| Instructions to follow |
Gather each line in the entries below that contains the word "railway", and copy those lines in full.

### Data in this exercise

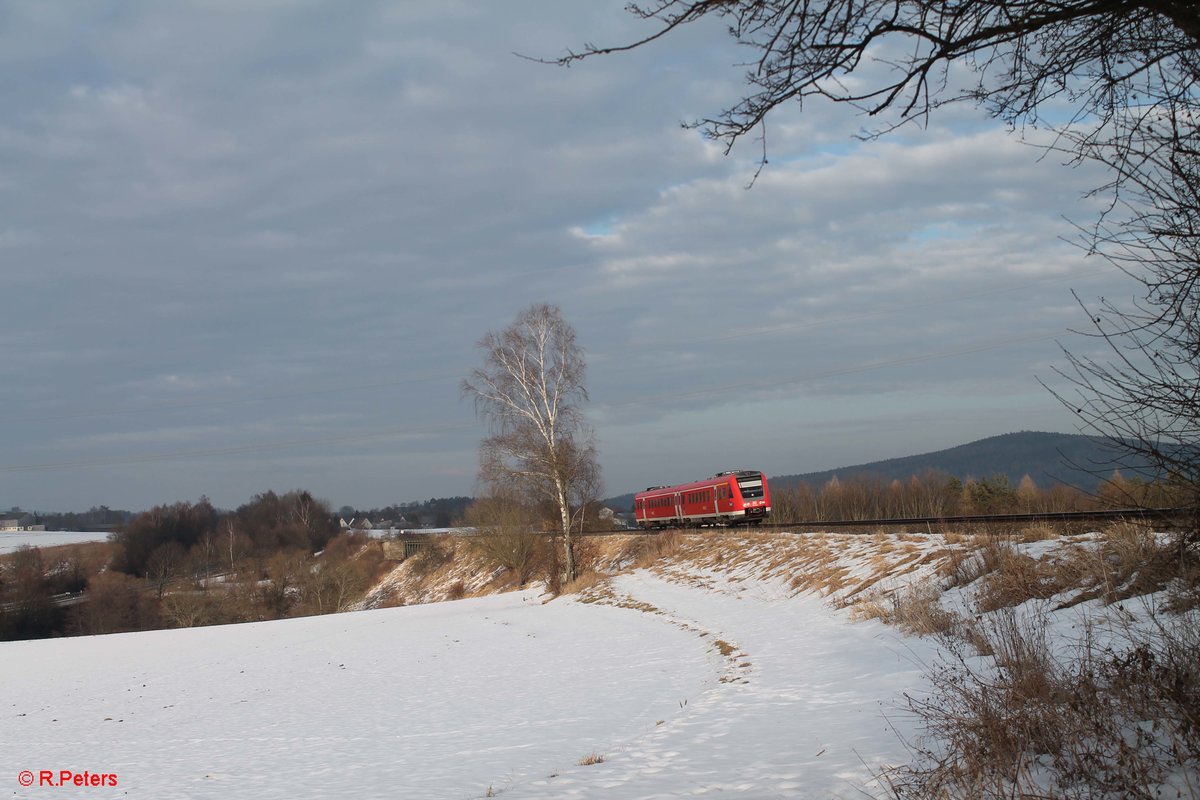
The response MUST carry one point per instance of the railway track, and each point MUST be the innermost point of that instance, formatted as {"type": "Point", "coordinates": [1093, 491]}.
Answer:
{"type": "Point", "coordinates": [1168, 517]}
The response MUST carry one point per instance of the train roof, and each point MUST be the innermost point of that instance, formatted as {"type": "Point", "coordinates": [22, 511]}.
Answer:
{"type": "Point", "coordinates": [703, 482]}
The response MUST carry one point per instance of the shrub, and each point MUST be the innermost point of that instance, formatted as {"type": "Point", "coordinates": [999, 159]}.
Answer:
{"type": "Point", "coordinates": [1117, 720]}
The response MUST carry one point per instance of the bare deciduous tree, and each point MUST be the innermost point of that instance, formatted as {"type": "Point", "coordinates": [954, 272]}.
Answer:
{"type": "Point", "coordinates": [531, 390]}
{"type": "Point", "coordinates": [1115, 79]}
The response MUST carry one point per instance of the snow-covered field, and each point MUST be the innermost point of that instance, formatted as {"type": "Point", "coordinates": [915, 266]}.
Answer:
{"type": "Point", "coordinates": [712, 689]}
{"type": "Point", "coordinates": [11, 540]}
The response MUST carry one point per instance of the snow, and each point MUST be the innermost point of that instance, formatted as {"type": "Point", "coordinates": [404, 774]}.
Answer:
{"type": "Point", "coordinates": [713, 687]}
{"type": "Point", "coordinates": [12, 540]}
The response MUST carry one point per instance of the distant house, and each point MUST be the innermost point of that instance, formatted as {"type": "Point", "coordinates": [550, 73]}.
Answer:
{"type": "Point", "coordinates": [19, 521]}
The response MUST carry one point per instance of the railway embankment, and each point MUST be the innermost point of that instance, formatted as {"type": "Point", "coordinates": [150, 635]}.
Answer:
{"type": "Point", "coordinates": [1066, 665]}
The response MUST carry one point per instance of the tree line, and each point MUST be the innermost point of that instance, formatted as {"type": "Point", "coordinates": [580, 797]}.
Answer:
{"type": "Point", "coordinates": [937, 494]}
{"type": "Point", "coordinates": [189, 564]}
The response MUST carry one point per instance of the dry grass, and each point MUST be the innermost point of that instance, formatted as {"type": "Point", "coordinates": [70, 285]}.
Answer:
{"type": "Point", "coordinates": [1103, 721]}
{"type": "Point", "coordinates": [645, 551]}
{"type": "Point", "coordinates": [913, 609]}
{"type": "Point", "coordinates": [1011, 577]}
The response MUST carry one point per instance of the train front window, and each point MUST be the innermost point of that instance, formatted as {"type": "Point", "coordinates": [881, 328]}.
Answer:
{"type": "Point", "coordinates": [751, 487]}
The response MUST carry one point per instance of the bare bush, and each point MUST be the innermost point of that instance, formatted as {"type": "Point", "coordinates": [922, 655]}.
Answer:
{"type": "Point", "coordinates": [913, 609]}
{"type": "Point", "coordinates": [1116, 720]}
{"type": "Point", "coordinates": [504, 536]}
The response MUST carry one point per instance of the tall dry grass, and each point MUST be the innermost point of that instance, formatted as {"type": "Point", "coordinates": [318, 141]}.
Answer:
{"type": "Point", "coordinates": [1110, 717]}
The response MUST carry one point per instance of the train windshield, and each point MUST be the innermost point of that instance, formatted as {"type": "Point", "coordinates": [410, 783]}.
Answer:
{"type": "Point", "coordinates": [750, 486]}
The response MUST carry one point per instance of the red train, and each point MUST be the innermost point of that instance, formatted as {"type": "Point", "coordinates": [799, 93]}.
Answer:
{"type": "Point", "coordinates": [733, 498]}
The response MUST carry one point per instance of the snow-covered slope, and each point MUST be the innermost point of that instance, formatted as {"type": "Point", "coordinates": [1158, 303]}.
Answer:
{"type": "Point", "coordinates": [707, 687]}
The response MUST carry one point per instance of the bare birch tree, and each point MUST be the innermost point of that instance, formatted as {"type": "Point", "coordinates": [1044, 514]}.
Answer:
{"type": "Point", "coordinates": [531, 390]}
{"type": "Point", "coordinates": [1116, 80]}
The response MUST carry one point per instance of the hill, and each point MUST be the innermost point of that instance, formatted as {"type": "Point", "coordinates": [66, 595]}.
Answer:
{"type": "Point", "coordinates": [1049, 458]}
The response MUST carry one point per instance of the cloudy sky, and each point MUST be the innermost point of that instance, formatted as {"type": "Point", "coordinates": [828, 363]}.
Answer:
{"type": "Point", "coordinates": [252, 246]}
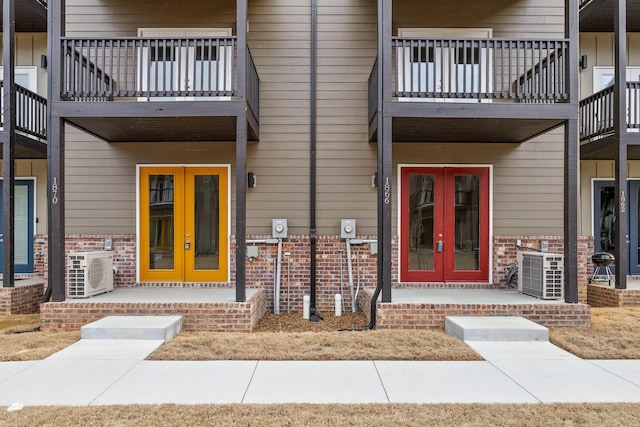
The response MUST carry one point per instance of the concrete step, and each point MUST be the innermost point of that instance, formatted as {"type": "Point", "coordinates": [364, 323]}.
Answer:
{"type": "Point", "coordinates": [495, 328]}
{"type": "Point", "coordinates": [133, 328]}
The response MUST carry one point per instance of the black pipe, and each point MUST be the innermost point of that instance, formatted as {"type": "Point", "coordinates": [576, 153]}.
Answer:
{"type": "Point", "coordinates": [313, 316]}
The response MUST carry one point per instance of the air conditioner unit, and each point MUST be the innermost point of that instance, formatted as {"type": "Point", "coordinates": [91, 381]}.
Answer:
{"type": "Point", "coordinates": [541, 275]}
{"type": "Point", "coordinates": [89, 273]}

######
### Data in this exercise

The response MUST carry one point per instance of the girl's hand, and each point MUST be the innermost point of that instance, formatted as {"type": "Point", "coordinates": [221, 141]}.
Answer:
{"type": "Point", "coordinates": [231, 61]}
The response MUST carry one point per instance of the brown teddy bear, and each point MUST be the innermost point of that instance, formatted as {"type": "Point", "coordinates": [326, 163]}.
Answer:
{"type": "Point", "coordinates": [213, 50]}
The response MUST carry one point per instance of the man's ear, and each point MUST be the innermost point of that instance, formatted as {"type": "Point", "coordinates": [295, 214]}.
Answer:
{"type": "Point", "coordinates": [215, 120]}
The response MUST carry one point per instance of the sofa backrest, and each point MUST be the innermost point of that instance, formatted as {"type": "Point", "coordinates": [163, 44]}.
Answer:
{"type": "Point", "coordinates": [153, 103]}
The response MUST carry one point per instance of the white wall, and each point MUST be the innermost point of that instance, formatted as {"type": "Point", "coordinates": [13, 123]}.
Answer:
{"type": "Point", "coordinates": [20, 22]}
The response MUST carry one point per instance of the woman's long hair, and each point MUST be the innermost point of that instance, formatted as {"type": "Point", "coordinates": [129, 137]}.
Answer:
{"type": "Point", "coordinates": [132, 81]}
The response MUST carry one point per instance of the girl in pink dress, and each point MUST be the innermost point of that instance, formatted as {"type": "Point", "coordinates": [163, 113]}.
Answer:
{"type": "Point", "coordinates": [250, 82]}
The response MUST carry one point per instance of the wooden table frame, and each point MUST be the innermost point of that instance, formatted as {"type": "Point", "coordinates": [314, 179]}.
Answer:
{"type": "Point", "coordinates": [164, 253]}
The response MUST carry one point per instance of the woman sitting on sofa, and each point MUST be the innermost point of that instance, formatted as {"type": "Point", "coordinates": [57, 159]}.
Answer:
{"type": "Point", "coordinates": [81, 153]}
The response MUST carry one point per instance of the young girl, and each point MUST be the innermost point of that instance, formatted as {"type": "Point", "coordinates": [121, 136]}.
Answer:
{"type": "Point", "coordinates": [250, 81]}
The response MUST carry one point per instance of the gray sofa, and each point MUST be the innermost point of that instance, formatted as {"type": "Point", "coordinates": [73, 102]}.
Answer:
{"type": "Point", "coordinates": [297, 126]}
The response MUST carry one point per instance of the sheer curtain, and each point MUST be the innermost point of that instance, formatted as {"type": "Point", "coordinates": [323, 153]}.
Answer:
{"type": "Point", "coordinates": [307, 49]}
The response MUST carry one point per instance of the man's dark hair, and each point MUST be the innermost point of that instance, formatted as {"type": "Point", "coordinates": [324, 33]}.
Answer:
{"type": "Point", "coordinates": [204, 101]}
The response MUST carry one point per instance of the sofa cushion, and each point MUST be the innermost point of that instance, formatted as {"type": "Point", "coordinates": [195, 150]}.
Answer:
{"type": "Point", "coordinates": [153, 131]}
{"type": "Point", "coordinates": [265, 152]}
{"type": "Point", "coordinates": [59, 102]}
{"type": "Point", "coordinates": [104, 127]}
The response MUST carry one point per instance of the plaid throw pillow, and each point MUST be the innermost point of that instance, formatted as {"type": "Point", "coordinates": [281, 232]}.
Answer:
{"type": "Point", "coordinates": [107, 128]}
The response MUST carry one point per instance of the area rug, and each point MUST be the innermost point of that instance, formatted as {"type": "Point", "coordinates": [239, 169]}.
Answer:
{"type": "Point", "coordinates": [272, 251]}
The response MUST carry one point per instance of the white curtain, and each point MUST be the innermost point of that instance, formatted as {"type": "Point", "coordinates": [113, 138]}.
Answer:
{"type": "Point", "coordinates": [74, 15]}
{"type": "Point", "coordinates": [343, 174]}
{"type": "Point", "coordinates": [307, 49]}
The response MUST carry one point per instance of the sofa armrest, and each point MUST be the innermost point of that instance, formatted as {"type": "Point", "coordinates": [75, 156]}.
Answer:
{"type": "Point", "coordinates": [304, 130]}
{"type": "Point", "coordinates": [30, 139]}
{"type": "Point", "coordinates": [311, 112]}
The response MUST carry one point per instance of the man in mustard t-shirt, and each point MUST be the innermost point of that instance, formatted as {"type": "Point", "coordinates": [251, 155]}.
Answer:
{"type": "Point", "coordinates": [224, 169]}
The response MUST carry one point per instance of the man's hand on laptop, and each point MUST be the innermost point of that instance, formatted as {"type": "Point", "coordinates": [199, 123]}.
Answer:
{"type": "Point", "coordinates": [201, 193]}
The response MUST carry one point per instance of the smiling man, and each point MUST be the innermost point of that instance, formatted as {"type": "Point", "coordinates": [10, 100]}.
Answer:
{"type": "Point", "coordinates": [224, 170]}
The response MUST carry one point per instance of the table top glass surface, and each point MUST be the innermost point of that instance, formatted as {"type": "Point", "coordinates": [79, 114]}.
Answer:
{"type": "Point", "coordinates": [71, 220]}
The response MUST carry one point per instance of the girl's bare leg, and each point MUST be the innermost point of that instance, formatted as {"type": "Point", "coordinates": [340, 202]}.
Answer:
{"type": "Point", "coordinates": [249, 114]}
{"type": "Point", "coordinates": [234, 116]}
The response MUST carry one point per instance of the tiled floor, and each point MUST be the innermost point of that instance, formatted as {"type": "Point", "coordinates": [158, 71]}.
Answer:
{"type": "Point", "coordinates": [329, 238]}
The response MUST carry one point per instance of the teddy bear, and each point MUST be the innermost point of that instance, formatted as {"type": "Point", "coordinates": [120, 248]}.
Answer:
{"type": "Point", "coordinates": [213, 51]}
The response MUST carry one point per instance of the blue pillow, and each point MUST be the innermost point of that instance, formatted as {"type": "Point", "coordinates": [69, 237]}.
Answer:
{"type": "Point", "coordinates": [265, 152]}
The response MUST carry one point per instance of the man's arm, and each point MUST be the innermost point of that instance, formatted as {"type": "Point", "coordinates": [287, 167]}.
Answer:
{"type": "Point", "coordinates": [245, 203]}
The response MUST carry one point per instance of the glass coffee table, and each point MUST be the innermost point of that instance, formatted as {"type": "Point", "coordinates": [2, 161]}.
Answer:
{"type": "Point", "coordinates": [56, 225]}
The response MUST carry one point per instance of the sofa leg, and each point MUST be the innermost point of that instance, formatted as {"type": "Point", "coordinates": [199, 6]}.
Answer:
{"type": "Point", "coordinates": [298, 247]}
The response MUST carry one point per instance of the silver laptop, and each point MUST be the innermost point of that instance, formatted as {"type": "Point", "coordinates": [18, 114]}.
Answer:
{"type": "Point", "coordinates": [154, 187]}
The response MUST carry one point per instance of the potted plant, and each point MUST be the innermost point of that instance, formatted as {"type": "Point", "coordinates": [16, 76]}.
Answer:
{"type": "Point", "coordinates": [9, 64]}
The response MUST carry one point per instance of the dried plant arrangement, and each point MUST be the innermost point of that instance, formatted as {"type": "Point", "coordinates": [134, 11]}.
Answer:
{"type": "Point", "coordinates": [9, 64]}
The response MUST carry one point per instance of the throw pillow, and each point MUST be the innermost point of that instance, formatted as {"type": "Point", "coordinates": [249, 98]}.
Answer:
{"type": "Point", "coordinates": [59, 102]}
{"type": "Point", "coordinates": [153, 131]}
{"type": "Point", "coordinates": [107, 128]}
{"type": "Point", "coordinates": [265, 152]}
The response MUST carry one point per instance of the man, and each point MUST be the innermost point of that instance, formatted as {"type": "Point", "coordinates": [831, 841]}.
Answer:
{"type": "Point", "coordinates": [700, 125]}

######

| Task result |
The response MUST carry one point per instance of the railway track, and each point MUST be the innermost point of that instance, formatted as {"type": "Point", "coordinates": [1093, 491]}.
The response MUST carry one point per instance of the railway embankment, and each point MUST be the innermost point of that instance, formatted as {"type": "Point", "coordinates": [150, 635]}.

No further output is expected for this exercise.